Task requirements
Convert the material below into a two-column CSV headed instruction and output. Give one row for each instruction with the answer that follows it, wrap every field in double quotes, and replace line breaks inside a field with spaces.

Input
-- BEGIN --
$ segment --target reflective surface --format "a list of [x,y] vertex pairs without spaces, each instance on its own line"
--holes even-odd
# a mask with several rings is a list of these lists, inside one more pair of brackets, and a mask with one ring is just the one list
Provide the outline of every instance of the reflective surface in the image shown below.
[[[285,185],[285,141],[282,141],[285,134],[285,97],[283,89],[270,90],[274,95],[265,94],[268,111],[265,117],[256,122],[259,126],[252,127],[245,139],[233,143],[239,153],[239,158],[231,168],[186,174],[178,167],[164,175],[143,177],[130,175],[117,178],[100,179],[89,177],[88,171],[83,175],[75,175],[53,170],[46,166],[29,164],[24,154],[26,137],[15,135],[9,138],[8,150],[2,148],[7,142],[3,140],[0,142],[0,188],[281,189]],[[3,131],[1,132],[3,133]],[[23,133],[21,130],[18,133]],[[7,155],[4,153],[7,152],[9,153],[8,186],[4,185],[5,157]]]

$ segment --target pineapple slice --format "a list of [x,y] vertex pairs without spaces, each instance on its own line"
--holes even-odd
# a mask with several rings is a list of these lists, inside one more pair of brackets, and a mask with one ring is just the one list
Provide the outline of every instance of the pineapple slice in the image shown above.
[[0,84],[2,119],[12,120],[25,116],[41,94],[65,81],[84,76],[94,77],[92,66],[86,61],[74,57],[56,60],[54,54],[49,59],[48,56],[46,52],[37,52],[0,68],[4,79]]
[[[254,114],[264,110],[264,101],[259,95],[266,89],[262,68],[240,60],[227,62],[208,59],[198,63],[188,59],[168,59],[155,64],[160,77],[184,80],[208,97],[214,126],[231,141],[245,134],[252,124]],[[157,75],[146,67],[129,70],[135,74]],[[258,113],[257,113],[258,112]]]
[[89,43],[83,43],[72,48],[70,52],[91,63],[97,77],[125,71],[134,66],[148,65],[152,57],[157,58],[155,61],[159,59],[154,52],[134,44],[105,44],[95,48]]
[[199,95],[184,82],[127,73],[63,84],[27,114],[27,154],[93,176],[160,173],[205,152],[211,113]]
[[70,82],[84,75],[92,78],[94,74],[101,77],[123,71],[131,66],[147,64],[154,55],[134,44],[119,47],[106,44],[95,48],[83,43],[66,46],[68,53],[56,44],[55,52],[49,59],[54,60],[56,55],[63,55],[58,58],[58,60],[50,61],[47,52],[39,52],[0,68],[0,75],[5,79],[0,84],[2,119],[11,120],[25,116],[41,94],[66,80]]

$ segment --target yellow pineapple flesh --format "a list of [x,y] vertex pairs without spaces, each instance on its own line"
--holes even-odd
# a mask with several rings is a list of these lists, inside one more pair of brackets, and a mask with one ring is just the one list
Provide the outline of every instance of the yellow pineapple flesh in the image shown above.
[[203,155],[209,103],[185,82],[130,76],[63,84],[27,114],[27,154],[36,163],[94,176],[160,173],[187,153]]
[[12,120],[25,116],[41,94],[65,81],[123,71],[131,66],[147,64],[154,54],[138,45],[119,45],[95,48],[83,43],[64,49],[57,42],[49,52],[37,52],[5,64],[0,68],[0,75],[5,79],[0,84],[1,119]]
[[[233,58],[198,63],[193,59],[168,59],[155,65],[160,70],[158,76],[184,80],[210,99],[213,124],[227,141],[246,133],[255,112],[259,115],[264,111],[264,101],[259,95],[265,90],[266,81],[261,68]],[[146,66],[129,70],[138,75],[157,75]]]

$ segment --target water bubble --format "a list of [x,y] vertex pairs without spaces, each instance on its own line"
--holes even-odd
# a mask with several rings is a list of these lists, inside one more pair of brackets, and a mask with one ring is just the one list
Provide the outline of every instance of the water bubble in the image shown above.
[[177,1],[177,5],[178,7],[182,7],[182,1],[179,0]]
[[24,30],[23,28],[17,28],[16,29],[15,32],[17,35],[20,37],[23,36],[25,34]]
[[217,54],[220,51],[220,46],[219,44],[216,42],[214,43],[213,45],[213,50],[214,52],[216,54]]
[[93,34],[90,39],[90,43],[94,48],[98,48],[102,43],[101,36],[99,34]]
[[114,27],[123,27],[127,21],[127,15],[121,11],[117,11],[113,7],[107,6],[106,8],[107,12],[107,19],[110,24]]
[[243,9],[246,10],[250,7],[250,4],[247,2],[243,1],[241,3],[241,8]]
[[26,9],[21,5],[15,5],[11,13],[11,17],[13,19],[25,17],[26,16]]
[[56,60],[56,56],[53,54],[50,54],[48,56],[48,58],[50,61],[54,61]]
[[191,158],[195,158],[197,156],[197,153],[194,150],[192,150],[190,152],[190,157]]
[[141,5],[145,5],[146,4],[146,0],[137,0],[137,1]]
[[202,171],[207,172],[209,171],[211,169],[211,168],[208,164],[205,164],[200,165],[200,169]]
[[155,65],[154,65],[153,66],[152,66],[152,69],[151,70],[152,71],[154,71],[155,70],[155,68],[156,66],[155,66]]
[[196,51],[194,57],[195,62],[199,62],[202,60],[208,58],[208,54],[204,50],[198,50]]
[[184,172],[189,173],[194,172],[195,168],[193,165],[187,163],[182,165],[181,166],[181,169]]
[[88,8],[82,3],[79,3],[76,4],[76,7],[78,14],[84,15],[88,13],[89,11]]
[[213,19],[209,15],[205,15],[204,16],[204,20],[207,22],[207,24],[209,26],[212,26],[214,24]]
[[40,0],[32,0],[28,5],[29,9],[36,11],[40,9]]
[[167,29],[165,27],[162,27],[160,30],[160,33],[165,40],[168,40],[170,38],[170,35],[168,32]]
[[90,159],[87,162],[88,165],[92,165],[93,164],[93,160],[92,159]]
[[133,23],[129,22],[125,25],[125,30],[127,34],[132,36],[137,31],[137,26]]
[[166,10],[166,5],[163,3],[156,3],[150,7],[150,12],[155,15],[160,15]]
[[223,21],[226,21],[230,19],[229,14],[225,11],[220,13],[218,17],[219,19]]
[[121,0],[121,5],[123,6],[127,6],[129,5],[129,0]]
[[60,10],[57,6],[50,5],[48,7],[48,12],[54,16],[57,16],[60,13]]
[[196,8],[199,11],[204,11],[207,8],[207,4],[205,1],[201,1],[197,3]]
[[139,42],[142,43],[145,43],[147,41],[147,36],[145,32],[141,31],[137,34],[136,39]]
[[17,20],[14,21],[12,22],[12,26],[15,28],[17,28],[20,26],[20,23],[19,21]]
-- END --
Completed exercise
instruction,output
"$ segment --target reflective surface --format ""a list of [x,y] vertex pairs without spaces, each instance on its own line"" --holes even-odd # a mask with several rings is a list of these lists, inside one more pair of brackets, and a mask with one ring is just the one list Provide the outline of every instance of the reflective surface in the image shown below.","[[[285,185],[285,141],[282,141],[285,134],[285,97],[283,89],[270,90],[274,95],[265,94],[268,111],[265,117],[256,122],[259,126],[252,127],[245,139],[233,143],[239,153],[239,158],[231,168],[186,174],[178,167],[164,175],[143,177],[130,175],[117,178],[100,179],[89,177],[88,171],[83,175],[75,175],[53,170],[46,166],[29,164],[24,154],[26,137],[15,135],[9,138],[8,150],[2,148],[7,142],[3,140],[0,142],[0,188],[281,189]],[[3,131],[1,132],[3,133]],[[23,133],[21,130],[18,133]],[[7,155],[4,153],[7,152],[9,153],[8,186],[4,185],[5,157]]]"
"$ segment --target pineapple slice --format ""a list of [x,y] vertex pairs without spaces, each instance on its own line"" --holes even-odd # a mask with several rings is a list of these lists, inside one more pair of brackets, and a mask with one ring is just the one list Provide the outline of every instance of the pineapple slice in the image shown above.","[[0,84],[2,119],[12,120],[25,116],[41,94],[65,81],[84,76],[94,77],[92,66],[86,61],[74,57],[56,60],[54,54],[49,59],[48,56],[46,52],[37,52],[0,68],[4,79]] [[[254,114],[264,110],[264,101],[259,95],[266,89],[262,68],[240,60],[227,62],[208,59],[198,63],[188,59],[168,59],[155,64],[160,77],[184,80],[208,97],[214,126],[231,141],[245,134],[252,124]],[[157,75],[146,67],[129,70],[135,74]],[[258,113],[257,113],[258,112]]] [[89,43],[83,43],[72,48],[70,52],[91,63],[97,77],[125,71],[134,66],[148,65],[152,57],[157,58],[155,61],[159,59],[154,52],[134,44],[105,44],[95,48]] [[199,95],[184,82],[127,73],[63,84],[27,114],[27,154],[93,176],[160,173],[205,152],[211,113]] [[70,82],[84,75],[92,78],[94,74],[101,77],[123,71],[131,66],[147,64],[154,55],[134,44],[119,47],[106,44],[95,48],[83,43],[66,46],[68,53],[56,44],[55,52],[49,59],[54,60],[56,55],[63,55],[58,58],[58,60],[50,61],[47,52],[39,52],[0,68],[0,75],[5,79],[0,84],[2,119],[11,120],[25,116],[41,94],[66,80]]"
"$ segment --target yellow pineapple flesh --format ""a list of [x,y] vertex pairs without spaces, each instance on its own line"" --holes even-odd # a mask with several rings is a list of these lists, inside one more pair of brackets, and a mask with one ring is just the one list Provide the outline of every instance of the yellow pineapple flesh in the image shown above.","[[203,155],[209,103],[185,82],[130,76],[63,84],[27,114],[27,154],[36,163],[94,176],[160,173],[187,153]] [[12,120],[25,116],[41,94],[65,81],[123,71],[131,66],[147,64],[154,54],[138,45],[119,45],[95,48],[83,43],[64,49],[57,42],[49,52],[37,52],[5,64],[0,68],[0,75],[5,79],[0,84],[1,119]] [[[233,58],[198,63],[193,59],[168,59],[155,65],[160,70],[158,76],[184,80],[210,99],[213,124],[227,141],[246,133],[255,112],[259,115],[264,111],[264,101],[259,95],[265,90],[266,81],[261,68]],[[146,66],[129,70],[138,75],[157,75]]]"
"$ segment --target water bubble --format ""a list of [x,y] vertex pairs without spaces, each instance on its own line"" --holes even-odd # a mask with several rings is a list of these lists, inside one more pair of brackets, and a mask with one ring is just the one list Provide the outline of every instance of the water bubble in the image shown above.","[[177,1],[177,5],[178,7],[182,7],[182,1],[179,0]] [[24,30],[23,28],[17,28],[16,29],[15,32],[17,35],[20,37],[23,36],[25,34]] [[217,54],[220,51],[220,46],[219,44],[216,42],[214,43],[213,45],[213,50],[214,52],[216,54]] [[93,34],[90,39],[90,43],[94,48],[98,48],[102,43],[101,36],[99,34]] [[114,27],[123,27],[127,21],[127,15],[121,11],[117,11],[113,7],[107,6],[106,8],[107,12],[107,19],[110,24]] [[243,9],[246,10],[250,7],[250,4],[247,2],[243,1],[241,3],[241,8]] [[26,9],[21,5],[15,5],[11,13],[11,17],[13,19],[25,17],[26,16]] [[56,60],[56,56],[53,54],[50,54],[48,56],[48,58],[50,61],[54,61]] [[191,158],[195,158],[197,156],[197,153],[194,150],[192,150],[190,152],[190,157]] [[141,5],[145,5],[146,4],[146,0],[137,0],[137,1]] [[202,171],[207,172],[209,171],[211,169],[211,168],[208,164],[205,164],[200,165],[200,169]] [[155,65],[154,65],[153,66],[152,66],[152,69],[151,70],[152,71],[154,71],[155,70],[155,68],[156,66],[155,66]] [[196,51],[194,57],[195,62],[199,62],[202,60],[208,58],[208,54],[204,50],[198,50]] [[184,172],[189,173],[194,172],[195,168],[193,165],[187,163],[182,165],[181,166],[181,169]] [[88,8],[82,3],[79,3],[76,4],[76,7],[78,14],[84,15],[88,13],[89,11]] [[213,19],[209,15],[205,15],[204,16],[204,20],[207,22],[207,24],[209,26],[212,26],[214,24]] [[40,0],[32,0],[28,5],[29,9],[36,11],[40,9]] [[167,29],[165,27],[162,27],[160,30],[160,33],[165,40],[168,40],[170,38],[170,35],[168,32]] [[90,159],[87,162],[88,165],[92,165],[93,164],[93,160],[92,159]] [[133,23],[129,22],[125,25],[125,30],[127,34],[132,36],[137,31],[137,26]] [[166,10],[166,5],[163,3],[156,3],[150,7],[150,12],[155,15],[160,15]] [[223,21],[226,21],[230,19],[229,14],[225,11],[220,13],[218,17],[219,19]] [[121,0],[121,5],[123,6],[127,6],[129,5],[129,0]] [[60,10],[57,6],[50,5],[48,7],[48,12],[54,16],[57,16],[60,13]] [[196,8],[199,11],[204,11],[207,8],[207,4],[205,1],[201,1],[197,3]] [[139,42],[142,43],[145,43],[147,41],[147,36],[145,32],[141,31],[137,34],[136,39]] [[17,20],[14,21],[12,22],[12,26],[15,28],[17,28],[20,26],[20,23],[19,21]]"